▶ _Input records_:
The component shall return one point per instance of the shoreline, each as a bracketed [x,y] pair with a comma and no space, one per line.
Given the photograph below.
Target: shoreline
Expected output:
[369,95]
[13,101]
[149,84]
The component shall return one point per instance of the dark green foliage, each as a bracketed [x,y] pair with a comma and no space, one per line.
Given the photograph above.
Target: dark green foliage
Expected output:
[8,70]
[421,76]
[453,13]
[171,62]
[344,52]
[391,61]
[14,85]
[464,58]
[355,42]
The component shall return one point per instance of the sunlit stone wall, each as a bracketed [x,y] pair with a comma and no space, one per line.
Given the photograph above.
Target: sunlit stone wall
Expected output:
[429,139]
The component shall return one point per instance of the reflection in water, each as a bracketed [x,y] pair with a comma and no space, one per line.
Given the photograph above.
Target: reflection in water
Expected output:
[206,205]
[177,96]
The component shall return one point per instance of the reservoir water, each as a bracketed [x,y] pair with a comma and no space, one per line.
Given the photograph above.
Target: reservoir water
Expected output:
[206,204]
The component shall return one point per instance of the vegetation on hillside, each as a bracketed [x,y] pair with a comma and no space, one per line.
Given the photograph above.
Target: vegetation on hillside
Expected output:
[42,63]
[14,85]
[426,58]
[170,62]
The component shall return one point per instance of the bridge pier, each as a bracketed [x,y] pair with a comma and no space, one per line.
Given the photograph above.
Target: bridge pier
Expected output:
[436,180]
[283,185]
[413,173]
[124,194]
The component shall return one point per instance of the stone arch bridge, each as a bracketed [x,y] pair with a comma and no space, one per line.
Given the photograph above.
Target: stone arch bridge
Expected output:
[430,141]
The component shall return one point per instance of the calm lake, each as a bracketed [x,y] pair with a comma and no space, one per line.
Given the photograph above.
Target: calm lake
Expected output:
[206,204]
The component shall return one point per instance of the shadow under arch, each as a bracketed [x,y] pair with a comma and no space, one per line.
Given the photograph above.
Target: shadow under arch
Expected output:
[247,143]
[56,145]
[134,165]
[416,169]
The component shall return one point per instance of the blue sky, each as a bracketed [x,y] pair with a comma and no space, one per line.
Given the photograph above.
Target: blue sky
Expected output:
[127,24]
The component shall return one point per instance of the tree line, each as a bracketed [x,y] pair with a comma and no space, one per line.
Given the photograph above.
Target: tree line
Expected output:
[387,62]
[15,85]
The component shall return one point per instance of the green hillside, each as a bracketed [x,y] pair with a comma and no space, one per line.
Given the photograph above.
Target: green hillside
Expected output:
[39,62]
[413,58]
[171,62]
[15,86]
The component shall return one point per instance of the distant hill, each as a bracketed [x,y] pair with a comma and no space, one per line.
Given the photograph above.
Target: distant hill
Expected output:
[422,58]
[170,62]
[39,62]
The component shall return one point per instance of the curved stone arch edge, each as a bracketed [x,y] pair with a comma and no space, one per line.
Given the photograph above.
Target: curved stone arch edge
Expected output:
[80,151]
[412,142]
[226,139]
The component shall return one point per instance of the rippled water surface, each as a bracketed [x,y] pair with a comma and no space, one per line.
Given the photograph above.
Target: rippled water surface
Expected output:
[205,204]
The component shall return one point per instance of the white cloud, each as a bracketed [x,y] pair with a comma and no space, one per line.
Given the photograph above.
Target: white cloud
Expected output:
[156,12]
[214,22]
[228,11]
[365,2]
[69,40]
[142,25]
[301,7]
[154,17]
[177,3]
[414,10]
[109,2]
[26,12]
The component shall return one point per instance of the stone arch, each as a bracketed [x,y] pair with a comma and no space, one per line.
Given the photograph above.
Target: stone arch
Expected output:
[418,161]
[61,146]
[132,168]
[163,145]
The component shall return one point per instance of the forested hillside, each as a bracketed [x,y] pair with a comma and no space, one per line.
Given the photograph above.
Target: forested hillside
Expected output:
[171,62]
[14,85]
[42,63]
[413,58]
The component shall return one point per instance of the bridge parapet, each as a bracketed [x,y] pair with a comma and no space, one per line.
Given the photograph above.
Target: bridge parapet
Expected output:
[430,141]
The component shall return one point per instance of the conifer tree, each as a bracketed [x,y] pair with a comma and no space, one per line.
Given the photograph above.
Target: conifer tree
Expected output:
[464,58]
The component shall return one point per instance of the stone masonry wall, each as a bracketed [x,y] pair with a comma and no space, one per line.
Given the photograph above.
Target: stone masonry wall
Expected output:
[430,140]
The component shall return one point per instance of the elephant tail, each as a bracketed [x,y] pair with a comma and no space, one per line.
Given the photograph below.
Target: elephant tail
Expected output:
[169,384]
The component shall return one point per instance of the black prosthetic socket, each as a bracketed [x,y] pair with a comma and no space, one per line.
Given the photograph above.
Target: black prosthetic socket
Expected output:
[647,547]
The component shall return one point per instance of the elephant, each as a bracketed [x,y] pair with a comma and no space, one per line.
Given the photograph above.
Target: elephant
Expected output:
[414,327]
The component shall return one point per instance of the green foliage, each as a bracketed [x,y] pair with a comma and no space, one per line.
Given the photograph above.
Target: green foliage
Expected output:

▶ _Written task_:
Exactly reproduce every line found in the records.

▶ _Expected answer_:
The component shall return one point per instance of the shoreline, each as a bracketed [x,y] pair with a comma and no space, one per line.
Given the photograph below.
Target: shoreline
Expected output:
[369,95]
[13,101]
[149,84]
The component shall return one point per instance of the dark green foliage, each as a bracketed [x,y] pair with a comma and no space, one per line.
Given the photograph above.
Target: dark green foliage
Expected output:
[8,70]
[421,76]
[453,13]
[171,62]
[344,52]
[391,61]
[14,85]
[464,58]
[355,42]
The component shall return one point per instance of the sunlit stone wall, each as a bracketed [x,y] pair with a comma and no space, one per line.
Given the photograph above.
Target: sunlit stone wall
Expected output:
[429,139]
The component shall return one point per instance of the reflection in water, each as a bracketed [x,y] pair with a comma and no space, one per line.
Given the photograph above.
Target: reflection in water
Expected output:
[206,205]
[177,96]
The component shall return one point per instance of the reservoir water, each as a bracketed [x,y] pair with a comma and no space, one per line.
Given the photograph above.
Target: reservoir water
Expected output:
[206,204]
The component shall return one point per instance of the vegetation on hillside, each as a bracketed [x,y] pair with a comma and no space, one per line.
Given the photograph above.
Target: vegetation on hillside
Expected output:
[42,63]
[14,85]
[426,58]
[170,62]
The component shall return one point per instance of the bridge pier, each as a bracketed [x,y] pair with a comma and no space, one per line.
Given the photograph above.
Target: bridge pier
Expected output:
[436,180]
[283,185]
[413,173]
[124,194]
The component shall return one point per instance of the stone arch bridge, each as a bracketed [x,y] pair with a comma and no space, one per line.
Given the photograph above.
Target: stone arch bridge
Expected output:
[430,141]
The component shall return one point per instance of the calm lake, each as a bracketed [x,y] pair with a comma and no space, one per line.
Given the photograph above.
Target: calm lake
Expected output:
[206,204]
The component shall return one point per instance of the shadow under arch, each as a bracketed [x,y] pair with a comma and no space, one per line.
Given the photograph above.
Target: shadow under arch
Expected output:
[247,143]
[56,145]
[134,165]
[416,169]
The component shall return one point per instance of the blue sky, each as a bracketed [x,y] pair with a comma and no space, one per line.
Given the photograph above.
Target: blue sky
Expected output:
[127,24]
The component shall return one point per instance of the tree line, each as a bracketed [x,y] pair with a comma and no space, one per line.
Given the photograph above.
Target: tree line
Expected output:
[387,62]
[15,85]
The component shall return one point per instance of the green hillside, each as a bracketed [x,y] pair with a comma and no space, one per line.
Given the photograph above.
Target: green hillside
Expected output:
[39,62]
[413,58]
[171,62]
[15,86]
The component shall return one point per instance of the distant hill, each as a bracketed [x,y] pair with a comma and no space, one per line.
Given the photograph above.
Target: distant hill
Expected output:
[422,58]
[170,62]
[39,62]
The component shall return one point per instance of the curved stone arch edge, each as a bracketed [x,y] pair with a comma and no space, one per line.
Given the photograph above.
Target: curved stone arch edge
Expected output:
[80,151]
[412,142]
[226,139]
The component shall return one point per instance of the rippled water surface, each as a bracketed [x,y] pair with a comma and no space, one per line.
Given the photograph above.
Target: rippled water surface
Expected output:
[205,204]
The component shall return one point per instance of the white cloud, each as a bracketed [x,y] pair with a comma and no space, one per line.
Given the photograph above.
Target: white cloud
Expected output:
[156,12]
[214,22]
[228,11]
[365,2]
[69,40]
[142,25]
[301,7]
[154,17]
[177,3]
[414,10]
[109,2]
[26,12]
The component shall return one point per instance of the stone arch, each as a bracketed [x,y] pair with a comma and no space, one per line.
Given the photograph above.
Target: stone arch
Expected output:
[418,161]
[61,146]
[132,168]
[163,145]
The component shall return one point per instance of the forested hillside, each as a bracketed [x,y] pair with a comma and no space, one per line.
Given the photograph above.
Target: forested hillside
Expected output:
[171,62]
[14,85]
[42,63]
[413,58]
The component shall return one point per instance of the bridge parapet, each as a bracketed [x,y] pair with a comma and no space, one per line.
Given the photograph above.
Target: bridge parapet
Expected output:
[430,141]
The component shall return one point per instance of the conifer tree, each as a bracketed [x,y] pair with a comma and no space, one per line.
Given the photograph above.
Target: conifer tree
Expected output:
[464,58]
The component shall return one point per instance of the stone masonry wall, each as a bracketed [x,y] pair with a comma and no space, one per line.
Given the photograph above.
Target: stone masonry wall
Expected output:
[430,140]
The component shall return one point per instance of the elephant tail, each as a bracketed [x,y] pair with a comma and no space, one per line.
Given the photograph below.
Target: elephant tail
Expected output:
[169,384]
The component shall return one point per instance of the black prosthetic socket, each as a bracketed [x,y] pair with a comma and no space, one per line.
Given the photograph above.
Target: black prosthetic socket
Expected output:
[647,547]
The component shall return one point per instance of the elephant, each as a bracketed [x,y] pair with a comma and no space, one per line.
Given the photograph above.
Target: elephant
Expected output:
[414,327]
The component shall return one point per instance of the green foliage, each as a bracketed [x,y] pair with a comma and no space, one per line.
Given the photograph above.
Target: green foliage
Expected output:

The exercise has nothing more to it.